Work item - Every entry below needs to be copied exactly.

Exercise input -

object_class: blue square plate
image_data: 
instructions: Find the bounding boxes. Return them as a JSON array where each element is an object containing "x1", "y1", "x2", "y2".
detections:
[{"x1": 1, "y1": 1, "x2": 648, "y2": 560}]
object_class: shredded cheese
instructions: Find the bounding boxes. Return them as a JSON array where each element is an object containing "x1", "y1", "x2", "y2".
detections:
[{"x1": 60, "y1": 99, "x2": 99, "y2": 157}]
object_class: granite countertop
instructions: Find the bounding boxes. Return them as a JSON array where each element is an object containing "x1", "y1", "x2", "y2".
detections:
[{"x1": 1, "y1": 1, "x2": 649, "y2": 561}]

Expected output -
object_class: blue square plate
image_data: 
instructions: Find the bounding boxes. Return them as a JSON array where each element is an object containing "x1", "y1", "x2", "y2".
detections:
[{"x1": 1, "y1": 1, "x2": 648, "y2": 560}]
object_class: shredded cheese
instructions: Find the bounding boxes. Return them as a JSON array where each element is an object containing "x1", "y1", "x2", "y2".
detections:
[{"x1": 60, "y1": 99, "x2": 99, "y2": 157}]
object_class: granite countertop
instructions: Find the bounding boxes. Return them as a JSON array where each element is an object containing "x1", "y1", "x2", "y2".
detections:
[{"x1": 1, "y1": 1, "x2": 649, "y2": 561}]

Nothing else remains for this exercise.